# [TASK OBJECTIVE]
Reproduce word for word the part of the data below that starts with the line containing "the green van" and continues through the end of the data.

— Start STORED ROWS —

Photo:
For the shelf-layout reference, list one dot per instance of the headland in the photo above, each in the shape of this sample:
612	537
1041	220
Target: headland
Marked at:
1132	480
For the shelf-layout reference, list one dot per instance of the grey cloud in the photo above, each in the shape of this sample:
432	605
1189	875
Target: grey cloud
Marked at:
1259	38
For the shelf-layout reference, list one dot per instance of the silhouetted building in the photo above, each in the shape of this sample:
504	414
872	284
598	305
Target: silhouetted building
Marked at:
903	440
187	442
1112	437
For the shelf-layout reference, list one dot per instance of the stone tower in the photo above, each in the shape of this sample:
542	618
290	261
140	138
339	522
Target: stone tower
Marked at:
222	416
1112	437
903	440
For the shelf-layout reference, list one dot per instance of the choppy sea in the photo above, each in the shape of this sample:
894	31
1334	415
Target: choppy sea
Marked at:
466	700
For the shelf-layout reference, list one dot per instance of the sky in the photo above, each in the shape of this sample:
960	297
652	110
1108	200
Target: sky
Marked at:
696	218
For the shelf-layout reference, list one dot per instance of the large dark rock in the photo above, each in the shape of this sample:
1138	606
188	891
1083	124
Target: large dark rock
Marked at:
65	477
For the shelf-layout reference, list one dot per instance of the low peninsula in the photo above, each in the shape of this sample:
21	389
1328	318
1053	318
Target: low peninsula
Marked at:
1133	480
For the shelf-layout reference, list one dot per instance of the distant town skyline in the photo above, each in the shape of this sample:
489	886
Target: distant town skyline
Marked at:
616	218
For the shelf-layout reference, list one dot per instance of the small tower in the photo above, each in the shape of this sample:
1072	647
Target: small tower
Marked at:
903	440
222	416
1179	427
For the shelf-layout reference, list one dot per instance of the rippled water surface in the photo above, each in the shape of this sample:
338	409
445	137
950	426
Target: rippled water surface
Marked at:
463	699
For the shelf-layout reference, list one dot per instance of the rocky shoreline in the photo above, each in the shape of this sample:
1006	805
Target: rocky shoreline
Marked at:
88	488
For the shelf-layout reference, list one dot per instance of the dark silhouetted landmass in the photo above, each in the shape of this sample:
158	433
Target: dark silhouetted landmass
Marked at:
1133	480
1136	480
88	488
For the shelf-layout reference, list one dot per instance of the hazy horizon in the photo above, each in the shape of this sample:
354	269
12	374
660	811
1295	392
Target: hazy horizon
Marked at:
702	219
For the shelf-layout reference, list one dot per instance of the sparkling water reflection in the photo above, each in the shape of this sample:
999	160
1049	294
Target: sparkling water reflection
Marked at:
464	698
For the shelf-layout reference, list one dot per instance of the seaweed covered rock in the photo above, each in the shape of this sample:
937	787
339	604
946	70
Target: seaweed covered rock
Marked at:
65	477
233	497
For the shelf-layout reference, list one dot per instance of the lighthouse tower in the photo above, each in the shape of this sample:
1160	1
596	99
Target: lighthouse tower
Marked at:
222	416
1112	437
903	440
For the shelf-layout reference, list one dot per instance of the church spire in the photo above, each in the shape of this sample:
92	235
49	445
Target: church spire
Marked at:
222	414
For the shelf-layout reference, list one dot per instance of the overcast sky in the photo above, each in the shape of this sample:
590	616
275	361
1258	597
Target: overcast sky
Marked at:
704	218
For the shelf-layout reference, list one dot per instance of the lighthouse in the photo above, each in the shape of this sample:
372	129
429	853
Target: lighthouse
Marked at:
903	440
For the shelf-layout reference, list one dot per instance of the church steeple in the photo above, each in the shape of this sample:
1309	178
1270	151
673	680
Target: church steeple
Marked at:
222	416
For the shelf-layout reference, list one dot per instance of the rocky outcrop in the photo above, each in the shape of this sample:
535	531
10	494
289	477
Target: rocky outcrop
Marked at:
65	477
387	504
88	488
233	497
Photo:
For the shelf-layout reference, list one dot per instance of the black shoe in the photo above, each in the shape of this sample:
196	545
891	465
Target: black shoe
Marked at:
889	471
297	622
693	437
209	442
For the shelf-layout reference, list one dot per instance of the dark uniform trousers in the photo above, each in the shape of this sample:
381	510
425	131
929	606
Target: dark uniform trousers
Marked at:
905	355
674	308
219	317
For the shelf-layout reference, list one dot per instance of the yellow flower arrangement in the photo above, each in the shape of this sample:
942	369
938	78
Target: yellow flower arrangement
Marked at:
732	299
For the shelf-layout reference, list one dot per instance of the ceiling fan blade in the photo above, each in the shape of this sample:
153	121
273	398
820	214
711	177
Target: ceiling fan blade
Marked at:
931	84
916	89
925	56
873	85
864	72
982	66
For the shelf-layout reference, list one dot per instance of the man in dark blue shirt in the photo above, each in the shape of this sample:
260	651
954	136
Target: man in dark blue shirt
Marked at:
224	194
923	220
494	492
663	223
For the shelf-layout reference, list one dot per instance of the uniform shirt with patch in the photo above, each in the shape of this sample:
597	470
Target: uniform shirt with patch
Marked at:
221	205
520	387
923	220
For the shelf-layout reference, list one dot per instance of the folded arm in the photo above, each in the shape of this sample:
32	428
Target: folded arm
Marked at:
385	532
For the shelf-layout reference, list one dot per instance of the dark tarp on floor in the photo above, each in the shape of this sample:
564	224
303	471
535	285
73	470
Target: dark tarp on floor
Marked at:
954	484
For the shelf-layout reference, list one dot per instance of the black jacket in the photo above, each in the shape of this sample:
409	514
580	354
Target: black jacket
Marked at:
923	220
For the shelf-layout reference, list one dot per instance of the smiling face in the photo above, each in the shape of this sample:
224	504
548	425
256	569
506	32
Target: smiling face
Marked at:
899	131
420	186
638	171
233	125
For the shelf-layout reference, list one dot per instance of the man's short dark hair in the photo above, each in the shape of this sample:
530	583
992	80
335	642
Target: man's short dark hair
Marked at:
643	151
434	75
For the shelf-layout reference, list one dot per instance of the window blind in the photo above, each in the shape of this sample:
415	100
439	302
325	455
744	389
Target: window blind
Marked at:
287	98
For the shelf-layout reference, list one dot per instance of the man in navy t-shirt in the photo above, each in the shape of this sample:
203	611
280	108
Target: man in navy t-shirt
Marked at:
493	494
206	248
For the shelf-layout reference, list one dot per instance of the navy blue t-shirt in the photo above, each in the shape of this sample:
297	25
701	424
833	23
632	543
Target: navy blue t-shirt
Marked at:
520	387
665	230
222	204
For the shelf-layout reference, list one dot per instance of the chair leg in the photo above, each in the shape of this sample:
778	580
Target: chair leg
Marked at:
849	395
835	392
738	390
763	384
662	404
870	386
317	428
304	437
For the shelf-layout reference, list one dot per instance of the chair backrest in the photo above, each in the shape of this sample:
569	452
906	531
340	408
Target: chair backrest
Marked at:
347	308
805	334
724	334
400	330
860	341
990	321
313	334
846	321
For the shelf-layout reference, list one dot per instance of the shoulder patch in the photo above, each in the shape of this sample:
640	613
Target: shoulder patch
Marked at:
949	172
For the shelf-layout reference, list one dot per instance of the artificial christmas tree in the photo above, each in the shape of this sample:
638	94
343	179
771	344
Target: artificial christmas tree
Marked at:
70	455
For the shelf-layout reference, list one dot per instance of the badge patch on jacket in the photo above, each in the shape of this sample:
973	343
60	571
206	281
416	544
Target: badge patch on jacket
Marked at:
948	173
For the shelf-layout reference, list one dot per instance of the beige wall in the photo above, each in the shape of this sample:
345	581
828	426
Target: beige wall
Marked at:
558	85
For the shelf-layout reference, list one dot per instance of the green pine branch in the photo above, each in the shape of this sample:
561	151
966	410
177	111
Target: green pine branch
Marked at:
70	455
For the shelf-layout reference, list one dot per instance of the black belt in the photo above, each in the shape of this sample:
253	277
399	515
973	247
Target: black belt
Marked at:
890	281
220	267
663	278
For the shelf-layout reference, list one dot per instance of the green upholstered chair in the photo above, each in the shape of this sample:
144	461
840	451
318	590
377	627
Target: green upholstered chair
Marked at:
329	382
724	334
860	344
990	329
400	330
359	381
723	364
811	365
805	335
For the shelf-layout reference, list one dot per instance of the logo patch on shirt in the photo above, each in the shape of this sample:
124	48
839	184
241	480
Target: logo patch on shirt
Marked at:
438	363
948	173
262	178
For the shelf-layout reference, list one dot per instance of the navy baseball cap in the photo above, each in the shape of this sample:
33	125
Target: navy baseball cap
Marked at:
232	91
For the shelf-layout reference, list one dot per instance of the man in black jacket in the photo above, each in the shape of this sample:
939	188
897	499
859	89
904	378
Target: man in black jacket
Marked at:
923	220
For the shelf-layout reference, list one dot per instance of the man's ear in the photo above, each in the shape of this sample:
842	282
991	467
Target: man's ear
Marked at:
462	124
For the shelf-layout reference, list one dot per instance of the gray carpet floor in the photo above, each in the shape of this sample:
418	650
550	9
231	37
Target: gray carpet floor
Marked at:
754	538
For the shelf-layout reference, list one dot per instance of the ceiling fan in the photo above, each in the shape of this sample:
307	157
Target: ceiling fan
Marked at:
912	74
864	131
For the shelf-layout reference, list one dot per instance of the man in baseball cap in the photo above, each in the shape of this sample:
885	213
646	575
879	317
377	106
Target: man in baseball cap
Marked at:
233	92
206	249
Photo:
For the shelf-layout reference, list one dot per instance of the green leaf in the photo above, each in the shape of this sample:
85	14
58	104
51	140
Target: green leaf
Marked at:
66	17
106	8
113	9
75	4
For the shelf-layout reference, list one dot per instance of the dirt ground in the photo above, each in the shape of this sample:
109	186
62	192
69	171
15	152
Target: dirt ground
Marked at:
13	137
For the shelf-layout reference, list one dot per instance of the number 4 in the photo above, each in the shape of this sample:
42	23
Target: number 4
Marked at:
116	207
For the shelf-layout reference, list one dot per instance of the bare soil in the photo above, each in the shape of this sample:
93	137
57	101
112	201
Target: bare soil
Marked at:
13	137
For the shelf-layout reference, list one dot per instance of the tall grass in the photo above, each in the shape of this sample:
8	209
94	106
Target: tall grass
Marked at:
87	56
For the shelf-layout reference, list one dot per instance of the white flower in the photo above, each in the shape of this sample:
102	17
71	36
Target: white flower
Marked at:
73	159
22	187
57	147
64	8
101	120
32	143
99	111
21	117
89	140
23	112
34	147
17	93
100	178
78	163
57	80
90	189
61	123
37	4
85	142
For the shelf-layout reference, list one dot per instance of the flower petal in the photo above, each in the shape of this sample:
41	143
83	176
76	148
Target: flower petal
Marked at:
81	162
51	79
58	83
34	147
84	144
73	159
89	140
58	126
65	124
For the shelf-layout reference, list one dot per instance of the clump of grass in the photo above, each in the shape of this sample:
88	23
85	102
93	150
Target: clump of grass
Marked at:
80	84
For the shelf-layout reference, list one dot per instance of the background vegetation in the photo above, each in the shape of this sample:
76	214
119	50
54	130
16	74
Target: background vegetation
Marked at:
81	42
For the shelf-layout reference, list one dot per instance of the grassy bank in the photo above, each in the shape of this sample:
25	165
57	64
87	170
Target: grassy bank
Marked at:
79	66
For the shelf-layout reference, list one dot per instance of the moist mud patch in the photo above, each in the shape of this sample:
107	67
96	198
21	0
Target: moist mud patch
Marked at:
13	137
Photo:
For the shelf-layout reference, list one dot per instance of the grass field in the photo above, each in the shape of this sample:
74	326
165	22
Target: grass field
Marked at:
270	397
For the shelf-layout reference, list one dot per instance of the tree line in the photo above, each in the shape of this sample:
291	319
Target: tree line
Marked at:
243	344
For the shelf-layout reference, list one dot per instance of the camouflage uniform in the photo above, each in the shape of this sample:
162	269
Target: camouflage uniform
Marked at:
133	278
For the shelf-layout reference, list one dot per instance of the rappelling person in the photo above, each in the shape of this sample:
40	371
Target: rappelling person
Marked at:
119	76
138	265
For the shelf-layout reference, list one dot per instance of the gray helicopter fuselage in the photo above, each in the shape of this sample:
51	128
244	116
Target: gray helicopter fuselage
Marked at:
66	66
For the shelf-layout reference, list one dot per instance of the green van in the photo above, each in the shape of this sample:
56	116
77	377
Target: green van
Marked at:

— End STORED ROWS —

# [THE RESPONSE]
For the shelf-layout reference, list one dot per instance of the green van in the photo above, each in the shape of this sample:
56	116
77	377
Target: green van
Marked at:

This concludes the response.